● Problem description: Put every line of the items below into a numbered list, skipping blank lines and leaving out the pictures.
+++ Extracted material +++
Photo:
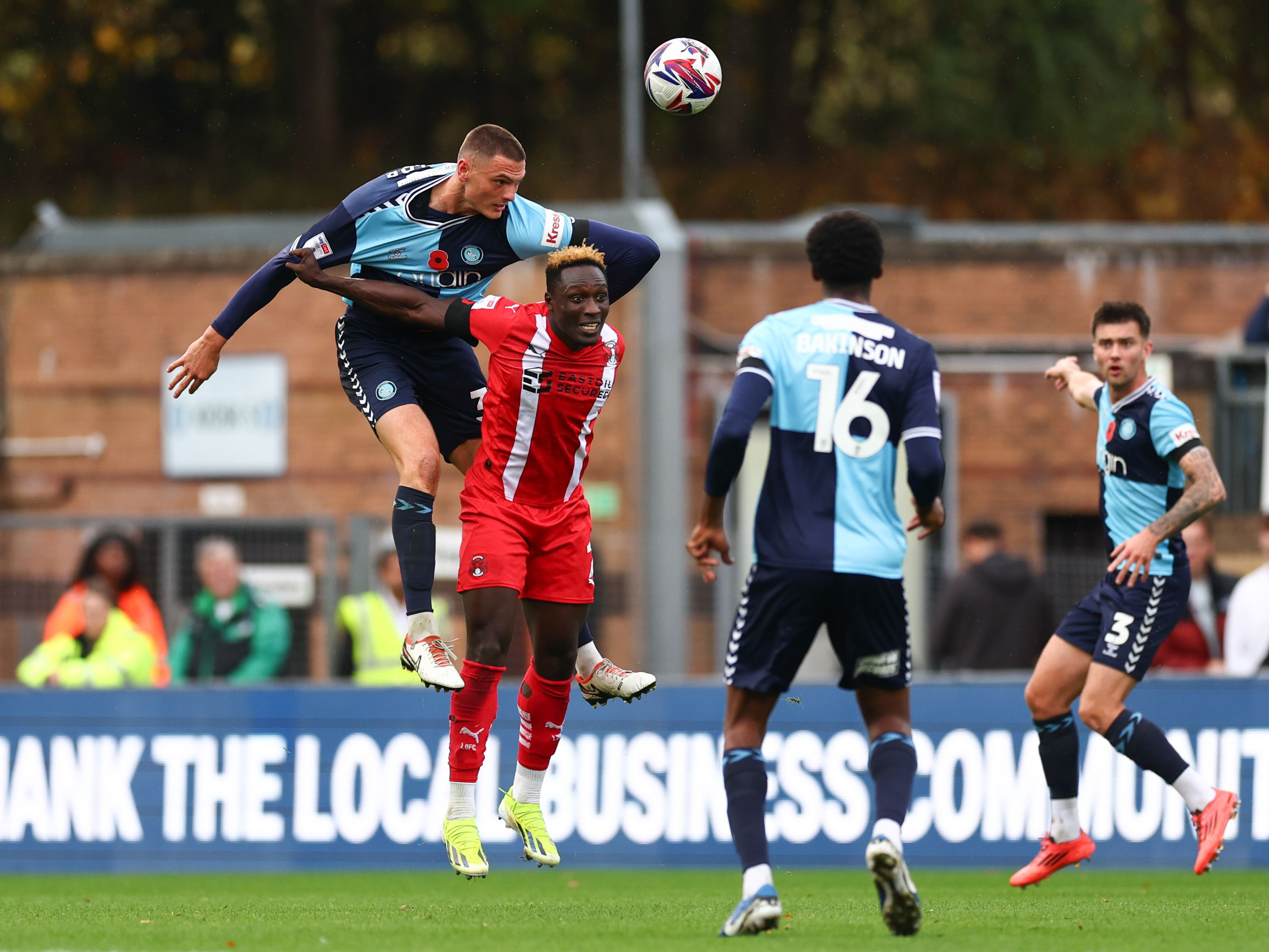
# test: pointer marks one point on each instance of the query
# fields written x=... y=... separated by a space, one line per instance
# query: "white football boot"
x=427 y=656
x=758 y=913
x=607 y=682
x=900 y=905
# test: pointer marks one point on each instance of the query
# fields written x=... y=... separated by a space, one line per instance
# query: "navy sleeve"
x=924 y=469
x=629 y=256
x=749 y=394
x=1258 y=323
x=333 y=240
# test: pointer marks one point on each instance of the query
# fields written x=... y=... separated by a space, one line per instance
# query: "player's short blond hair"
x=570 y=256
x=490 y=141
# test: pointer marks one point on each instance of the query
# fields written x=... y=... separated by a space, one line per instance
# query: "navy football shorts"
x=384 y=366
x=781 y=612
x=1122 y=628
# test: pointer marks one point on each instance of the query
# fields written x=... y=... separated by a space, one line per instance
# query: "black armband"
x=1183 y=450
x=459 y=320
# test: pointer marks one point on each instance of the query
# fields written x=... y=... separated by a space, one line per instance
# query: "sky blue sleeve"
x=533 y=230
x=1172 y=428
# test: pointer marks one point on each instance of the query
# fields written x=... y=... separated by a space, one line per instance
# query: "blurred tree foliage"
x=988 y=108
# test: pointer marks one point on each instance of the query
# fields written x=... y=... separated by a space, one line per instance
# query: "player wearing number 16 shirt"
+++
● Result for this task:
1. Photo:
2. # test: pointer marks one point on each instance of the query
3. # fields written x=... y=... separated by a space, one line per instance
4. # query: "white football boot"
5. x=427 y=656
6. x=758 y=913
7. x=607 y=682
8. x=900 y=905
9. # test: pointer marks one point on each instance of the query
10. # fields written x=... y=... separated by a space, one line per instance
11. # query: "navy sleeve"
12. x=924 y=469
13. x=629 y=256
14. x=749 y=394
15. x=1258 y=323
16. x=333 y=240
17. # test: pointer marks one point on each instance of the query
18. # fields written x=... y=... separated by a space, one line per instance
19. # query: "player's short blond hair"
20. x=570 y=256
21. x=490 y=141
22. # test: pointer marks one point on each instance of the query
23. # fields written x=... y=... separated by a space, one line per instance
24. # query: "navy football shorts"
25. x=384 y=366
26. x=781 y=612
27. x=1122 y=628
28. # test: pointer marks one point on each instance of the query
29. # fields written x=... y=... separated by a space, one line per instance
30. # query: "black armband"
31. x=1183 y=450
32. x=459 y=320
33. # test: pointer marks one point on each instance of the query
34. # fields written x=... y=... separated by a space, one line per instance
35. # query: "sky blue sleeve"
36. x=533 y=230
37. x=1172 y=428
38. # test: pointer marks one point on each instance of the query
39. # fields written x=... y=... separated by a space, one line per instance
40. # query: "blurred tree foliage"
41. x=988 y=108
42. # test: pointer marks one point on each instance of the query
43. # fields written x=... y=... separated by a space, one line per instance
44. # query: "player wearing number 16 shirt"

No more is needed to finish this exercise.